Et puis deux clébards qui grognent... Sur le chemin du retour ils sont six et n'ont pas l'air d'apprécier quand je passe devant leur concession mossi. Ben, voilà qu'ils me suivent.
J'emprunte une autre voie. Je me paume un peu, classique. Antoine me remet sur le bon chemin après m'avoir fait boire deux gorgées chaudes de dolo généreusement servies par Martine, sa femme. A bientôt les mossi.
Six ânes pépèrent m'accueillent pas loin de la maison, je suis de retour.
Je fais de nouveau l'essai du seau d'eau sur la tête, de la pompe au centre d'accueil, ce qui me vaut quelques sourires sympathiques des maçons en train d'aligner leurs briquettes fraîchement démoulées. Ils sont beaux ces hommes à l'ouvrage dès l'aube, tout comme les raboteurs de Caillebasse à orsay. Ô comme les musées ne me manquent pas!
Mardi 18 janvier 2011

Second footing. Une palanquée de pintades. Des enfants qui courent vers l'école et la cloche qui retentit, au loin. Des briques, un peu partout. Zut, me suis encore trompée de voie!



lundi 3 janvier 2011

PARADOXES

Le tô d’Irène est un paradoxe à lui tout seul tant il est léger, fait très inhabituel pour un tô. Il y aurait donc le tô rustique, campagnard, qui permet à tout homme de tenir sa journée de dure labeur et le tô de la ville pour les gens sophistiqués ? Ou tout simplement pour le touriste toujours prompt à se plaindre de ce qu’il y a dans son assiette ?
Toujours est-il que le tô d’Irène se présente comme une montagne de coton que l’on vient de récolter.

● **Matériel**
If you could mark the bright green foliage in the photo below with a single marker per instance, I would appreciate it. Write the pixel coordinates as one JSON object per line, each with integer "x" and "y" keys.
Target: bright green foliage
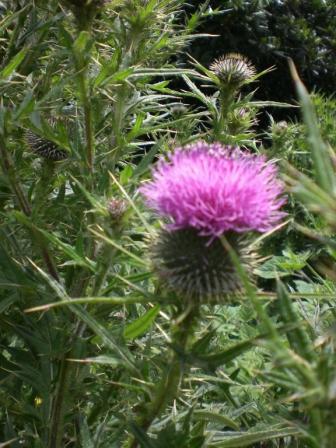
{"x": 94, "y": 351}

● **Consigne A**
Dressez la liste de toutes les espèces d'animaux nommées dans l'extrait.
● **Consigne B**
Recopiez sans rien changer le passage de l'extrait qui va de "Second footing. Une" à "dans son assiette ?".

● **Bonne réponse A**
clébards, ânes, pintades

● **Bonne réponse B**
Second footing. Une palanquée de pintades. Des enfants qui courent vers l'école et la cloche qui retentit, au loin. Des briques, un peu partout. Zut, me suis encore trompée de voie!



lundi 3 janvier 2011

PARADOXES

Le tô d’Irène est un paradoxe à lui tout seul tant il est léger, fait très inhabituel pour un tô. Il y aurait donc le tô rustique, campagnard, qui permet à tout homme de tenir sa journée de dure labeur et le tô de la ville pour les gens sophistiqués ? Ou tout simplement pour le touriste toujours prompt à se plaindre de ce qu’il y a dans son assiette ?